RICHIESTA DATA A: Puoi riportare le righe dell'elenco dall'inizio fino alla riga con "(1105, 452)" compresa, richieste incluse, ridimensionando le coordinate delle risposte con una moltiplicazione per 0,8 e un arrotondamento all'intero, metà per eccesso? Lascia fuori le immagini.

Rassegna libraria Voci dalla Shoah

Capitolo 5 - Treblinka e i Campi di Sterminio


Gitta Sereny
In quelle tenebre
Adelphi, Milano, 1994

Tutti i campi di concentramento erano progettati per la morte degli internati, tramite stenti e lavoro massacrante. Ma quattro di essi, Chelmno, Belzec, Sobibor e Treblinka erano costruiti per l'uccisione immediata.
Sono i campi di sterminio, costruiti solo per gli ebrei. I deportati venivano fatti scendere dai treni ed obbligati a spogliarsi. Alle donne venivano tagliati i capelli. Poi tutti, divisi per sesso (i bambini con le donne) venivano condotti alle camere a gas. Nel giro di 20 minuti non si udiva più un grido nelle camere. Dall'arrivo del convoglio allo sterminio di tutti i suoi occupanti non erano passate più di quattro ore. Il campo della morte era già ripulito e pronto per un altro convoglio (spesso erano più di uno al giorno).
Auschwitz era un campo misto. Con una selezione all'arrivo tre quarti dei nuovi arrivati erano subito uccisi tramite gassazione. Solo un quarto era introdotto vivo nel campo.
Del comandante del più grande di questi campi di sterminio si occupa il libro.
Gitta Sereny, giornalista, riceve l'autorizzazione ad intervistare in carcere, per settanta ore, Franz Stangl, austriaco, comandante delle SS di Treblinka.
Stangl accetta di raccontare la sua carriera. Al momento dell'annessione dell'Austria, dovette sottostare a compromessi ed omertà via via più grandi, per non perdere il posto di polizia che aveva.

DATI FORNITI:
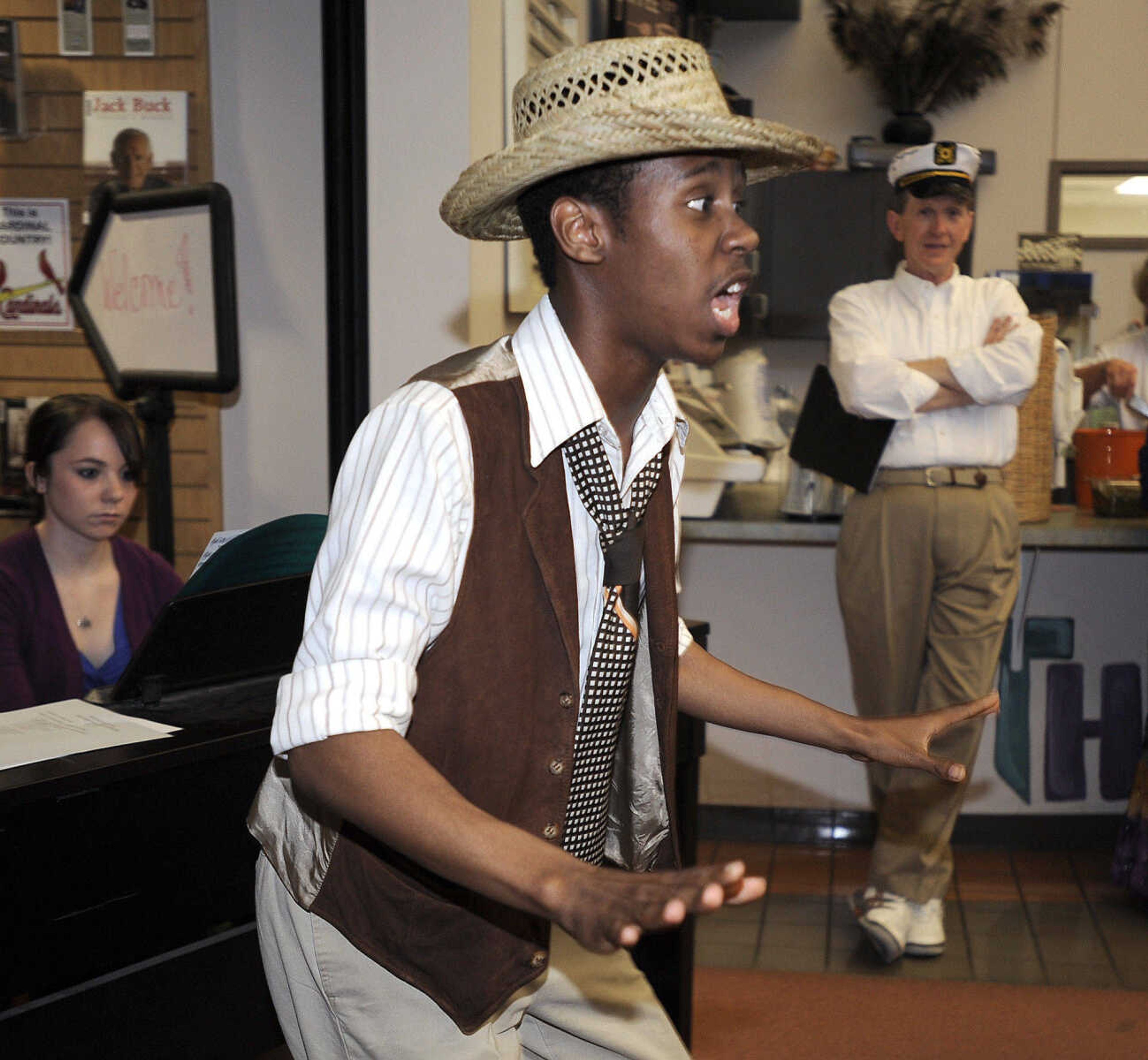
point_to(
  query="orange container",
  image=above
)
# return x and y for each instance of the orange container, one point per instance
(1105, 452)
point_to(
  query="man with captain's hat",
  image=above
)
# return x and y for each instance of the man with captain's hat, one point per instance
(928, 562)
(471, 815)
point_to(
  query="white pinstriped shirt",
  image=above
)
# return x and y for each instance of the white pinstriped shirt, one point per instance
(875, 327)
(388, 572)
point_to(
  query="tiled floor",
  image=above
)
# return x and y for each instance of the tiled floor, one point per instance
(1012, 917)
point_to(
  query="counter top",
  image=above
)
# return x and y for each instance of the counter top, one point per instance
(1067, 528)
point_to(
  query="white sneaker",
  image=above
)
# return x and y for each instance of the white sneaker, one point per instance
(927, 930)
(886, 920)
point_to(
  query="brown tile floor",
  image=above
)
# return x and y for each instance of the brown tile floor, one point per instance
(1012, 917)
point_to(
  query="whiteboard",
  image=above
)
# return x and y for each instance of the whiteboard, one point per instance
(151, 293)
(154, 290)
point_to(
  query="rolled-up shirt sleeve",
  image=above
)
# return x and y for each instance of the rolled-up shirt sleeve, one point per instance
(387, 574)
(1002, 373)
(872, 381)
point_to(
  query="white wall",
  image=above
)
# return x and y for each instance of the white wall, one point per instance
(418, 142)
(267, 107)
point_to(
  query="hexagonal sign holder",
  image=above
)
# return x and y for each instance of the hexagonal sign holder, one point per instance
(154, 291)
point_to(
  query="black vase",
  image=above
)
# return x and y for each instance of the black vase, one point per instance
(907, 127)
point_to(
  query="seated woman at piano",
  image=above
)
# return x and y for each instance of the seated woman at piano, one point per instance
(77, 598)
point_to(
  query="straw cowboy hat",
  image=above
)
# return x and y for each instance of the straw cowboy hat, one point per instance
(607, 101)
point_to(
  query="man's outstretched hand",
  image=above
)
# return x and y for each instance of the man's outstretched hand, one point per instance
(607, 908)
(905, 740)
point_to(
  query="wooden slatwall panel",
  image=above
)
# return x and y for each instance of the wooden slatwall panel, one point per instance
(49, 164)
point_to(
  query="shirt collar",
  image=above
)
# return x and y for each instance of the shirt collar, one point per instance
(914, 287)
(562, 400)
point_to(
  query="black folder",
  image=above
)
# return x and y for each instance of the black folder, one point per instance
(835, 442)
(217, 638)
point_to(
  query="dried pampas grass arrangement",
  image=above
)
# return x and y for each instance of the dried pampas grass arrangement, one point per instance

RICHIESTA DATA B: Nel testo su Treblinka, puoi riscrivere il passo da "Sono i campi" fino a "uno al giorno)." compreso, sostituendo "convoglio" con "treno"?

SOLUZIONE SVOLTA A:
point_to(
  query="orange container",
  image=above
)
# return x and y for each instance of the orange container, one point per instance
(884, 362)

SOLUZIONE SVOLTA B:
Sono i campi di sterminio, costruiti solo per gli ebrei. I deportati venivano fatti scendere dai treni ed obbligati a spogliarsi. Alle donne venivano tagliati i capelli. Poi tutti, divisi per sesso (i bambini con le donne) venivano condotti alle camere a gas. Nel giro di 20 minuti non si udiva più un grido nelle camere. Dall'arrivo del treno allo sterminio di tutti i suoi occupanti non erano passate più di quattro ore. Il campo della morte era già ripulito e pronto per un altro treno (spesso erano più di uno al giorno).